(Stored items from a collection)
★ ★ ★ ★ ★ ★ ★

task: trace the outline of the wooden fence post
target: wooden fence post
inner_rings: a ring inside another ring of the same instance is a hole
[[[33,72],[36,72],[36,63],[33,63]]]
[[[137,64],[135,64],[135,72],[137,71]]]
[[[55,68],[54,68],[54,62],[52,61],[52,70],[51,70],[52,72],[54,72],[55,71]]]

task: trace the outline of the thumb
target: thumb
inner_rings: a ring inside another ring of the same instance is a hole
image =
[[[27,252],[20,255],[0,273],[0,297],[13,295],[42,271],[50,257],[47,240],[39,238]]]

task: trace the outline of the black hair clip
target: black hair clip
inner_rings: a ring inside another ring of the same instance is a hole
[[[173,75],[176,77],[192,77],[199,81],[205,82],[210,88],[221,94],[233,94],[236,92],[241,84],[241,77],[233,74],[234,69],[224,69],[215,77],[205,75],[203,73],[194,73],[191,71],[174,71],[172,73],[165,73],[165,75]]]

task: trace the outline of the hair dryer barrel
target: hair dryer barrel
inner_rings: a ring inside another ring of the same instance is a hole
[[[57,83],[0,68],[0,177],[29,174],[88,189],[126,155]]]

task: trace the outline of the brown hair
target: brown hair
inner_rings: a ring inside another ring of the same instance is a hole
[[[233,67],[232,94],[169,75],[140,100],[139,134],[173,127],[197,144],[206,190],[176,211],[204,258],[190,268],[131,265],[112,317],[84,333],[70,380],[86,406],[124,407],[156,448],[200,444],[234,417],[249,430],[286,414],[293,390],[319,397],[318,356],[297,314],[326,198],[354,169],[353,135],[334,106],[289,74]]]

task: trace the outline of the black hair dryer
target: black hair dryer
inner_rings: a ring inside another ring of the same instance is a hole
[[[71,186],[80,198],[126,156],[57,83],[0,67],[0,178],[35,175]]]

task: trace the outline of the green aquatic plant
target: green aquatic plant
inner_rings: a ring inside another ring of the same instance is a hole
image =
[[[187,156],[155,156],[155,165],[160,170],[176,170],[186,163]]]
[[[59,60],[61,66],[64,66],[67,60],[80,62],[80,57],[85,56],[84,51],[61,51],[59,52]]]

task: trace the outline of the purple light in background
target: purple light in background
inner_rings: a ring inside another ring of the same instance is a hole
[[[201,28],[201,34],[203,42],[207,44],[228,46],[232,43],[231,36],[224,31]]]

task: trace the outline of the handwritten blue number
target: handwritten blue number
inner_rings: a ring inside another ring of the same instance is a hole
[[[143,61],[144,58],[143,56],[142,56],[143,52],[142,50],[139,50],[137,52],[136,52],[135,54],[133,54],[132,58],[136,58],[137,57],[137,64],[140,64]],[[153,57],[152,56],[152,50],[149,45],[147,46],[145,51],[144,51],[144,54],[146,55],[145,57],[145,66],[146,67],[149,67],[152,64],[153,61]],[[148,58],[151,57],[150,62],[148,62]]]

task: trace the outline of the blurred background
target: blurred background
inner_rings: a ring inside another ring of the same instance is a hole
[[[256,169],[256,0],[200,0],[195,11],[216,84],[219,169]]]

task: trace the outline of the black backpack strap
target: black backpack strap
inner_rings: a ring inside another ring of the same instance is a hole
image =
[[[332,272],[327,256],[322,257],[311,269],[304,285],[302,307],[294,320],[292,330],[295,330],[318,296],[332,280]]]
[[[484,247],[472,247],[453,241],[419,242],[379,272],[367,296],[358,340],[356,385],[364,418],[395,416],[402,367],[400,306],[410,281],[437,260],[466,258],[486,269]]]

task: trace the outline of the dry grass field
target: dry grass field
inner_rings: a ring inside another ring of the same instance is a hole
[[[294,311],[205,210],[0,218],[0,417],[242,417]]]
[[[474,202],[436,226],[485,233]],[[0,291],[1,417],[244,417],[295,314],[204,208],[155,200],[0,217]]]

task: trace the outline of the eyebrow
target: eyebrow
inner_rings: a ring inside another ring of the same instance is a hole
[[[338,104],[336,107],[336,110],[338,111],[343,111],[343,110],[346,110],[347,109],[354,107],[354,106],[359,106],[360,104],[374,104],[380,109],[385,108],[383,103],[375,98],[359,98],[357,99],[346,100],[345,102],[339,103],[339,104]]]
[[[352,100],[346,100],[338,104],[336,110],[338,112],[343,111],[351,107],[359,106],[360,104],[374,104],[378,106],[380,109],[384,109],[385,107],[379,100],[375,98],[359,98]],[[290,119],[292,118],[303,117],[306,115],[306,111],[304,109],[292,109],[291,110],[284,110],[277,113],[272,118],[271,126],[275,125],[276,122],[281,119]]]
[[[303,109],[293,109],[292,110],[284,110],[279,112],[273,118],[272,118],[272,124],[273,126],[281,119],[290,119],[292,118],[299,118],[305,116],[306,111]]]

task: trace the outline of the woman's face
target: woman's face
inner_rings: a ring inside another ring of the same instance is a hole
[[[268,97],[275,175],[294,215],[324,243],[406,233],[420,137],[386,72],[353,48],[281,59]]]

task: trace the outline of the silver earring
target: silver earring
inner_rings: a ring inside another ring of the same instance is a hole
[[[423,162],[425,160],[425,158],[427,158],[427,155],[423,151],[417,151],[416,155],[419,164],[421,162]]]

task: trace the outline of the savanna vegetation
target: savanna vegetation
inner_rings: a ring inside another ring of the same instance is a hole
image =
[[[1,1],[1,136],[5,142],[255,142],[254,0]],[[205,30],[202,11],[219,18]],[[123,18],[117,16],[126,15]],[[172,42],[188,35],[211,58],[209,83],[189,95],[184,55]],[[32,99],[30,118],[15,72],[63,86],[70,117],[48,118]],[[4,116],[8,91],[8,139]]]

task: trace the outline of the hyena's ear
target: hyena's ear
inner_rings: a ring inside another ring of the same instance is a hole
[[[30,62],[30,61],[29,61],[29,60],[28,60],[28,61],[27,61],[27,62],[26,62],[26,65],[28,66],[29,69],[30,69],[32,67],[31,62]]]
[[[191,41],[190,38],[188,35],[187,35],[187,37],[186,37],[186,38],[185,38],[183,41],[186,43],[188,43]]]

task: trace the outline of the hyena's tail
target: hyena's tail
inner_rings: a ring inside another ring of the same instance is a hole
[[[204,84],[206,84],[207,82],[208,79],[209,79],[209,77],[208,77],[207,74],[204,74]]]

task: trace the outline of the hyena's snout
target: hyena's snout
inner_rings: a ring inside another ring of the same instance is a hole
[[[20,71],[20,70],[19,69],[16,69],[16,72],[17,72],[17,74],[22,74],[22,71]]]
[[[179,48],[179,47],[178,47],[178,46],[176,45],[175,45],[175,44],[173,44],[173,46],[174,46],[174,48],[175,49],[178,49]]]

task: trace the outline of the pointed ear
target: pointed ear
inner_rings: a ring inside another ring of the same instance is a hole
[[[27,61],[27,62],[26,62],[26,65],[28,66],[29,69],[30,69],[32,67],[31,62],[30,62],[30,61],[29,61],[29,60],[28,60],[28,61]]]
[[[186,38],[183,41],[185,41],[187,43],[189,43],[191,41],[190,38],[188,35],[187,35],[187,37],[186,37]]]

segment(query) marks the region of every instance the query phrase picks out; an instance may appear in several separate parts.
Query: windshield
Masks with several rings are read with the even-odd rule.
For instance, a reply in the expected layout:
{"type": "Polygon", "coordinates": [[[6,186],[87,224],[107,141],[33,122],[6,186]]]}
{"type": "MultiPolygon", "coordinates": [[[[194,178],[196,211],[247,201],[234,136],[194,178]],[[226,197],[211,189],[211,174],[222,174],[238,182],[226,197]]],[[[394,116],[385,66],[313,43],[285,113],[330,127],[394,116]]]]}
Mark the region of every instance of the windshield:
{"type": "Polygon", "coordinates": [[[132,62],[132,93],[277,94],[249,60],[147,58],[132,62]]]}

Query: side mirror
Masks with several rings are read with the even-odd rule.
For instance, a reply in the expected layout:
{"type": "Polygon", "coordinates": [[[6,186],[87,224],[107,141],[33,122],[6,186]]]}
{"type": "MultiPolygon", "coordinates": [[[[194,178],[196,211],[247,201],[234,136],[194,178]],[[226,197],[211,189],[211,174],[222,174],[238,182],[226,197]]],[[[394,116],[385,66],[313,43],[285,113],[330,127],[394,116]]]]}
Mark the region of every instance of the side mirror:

★ ★ ★ ★ ★ ★ ★

**WHAT YOU NEED TO DO:** In the records above, find the line containing "Query: side mirror"; please retype it and every line after it through the last line, exactly and with nothing else.

**RESPONSE TO THIS EXERCISE:**
Query: side mirror
Masks with several rings are read with the even-odd rule.
For instance, a reply in the expected layout:
{"type": "Polygon", "coordinates": [[[6,186],[87,224],[107,141],[33,122],[6,186]]]}
{"type": "MultiPolygon", "coordinates": [[[[194,178],[196,211],[247,201],[234,136],[194,178]],[[226,197],[211,189],[211,174],[222,174],[238,182],[226,197]]],[[[394,116],[385,66],[313,43],[285,113],[330,127],[394,116]]]]}
Mark the region of every instance of the side mirror:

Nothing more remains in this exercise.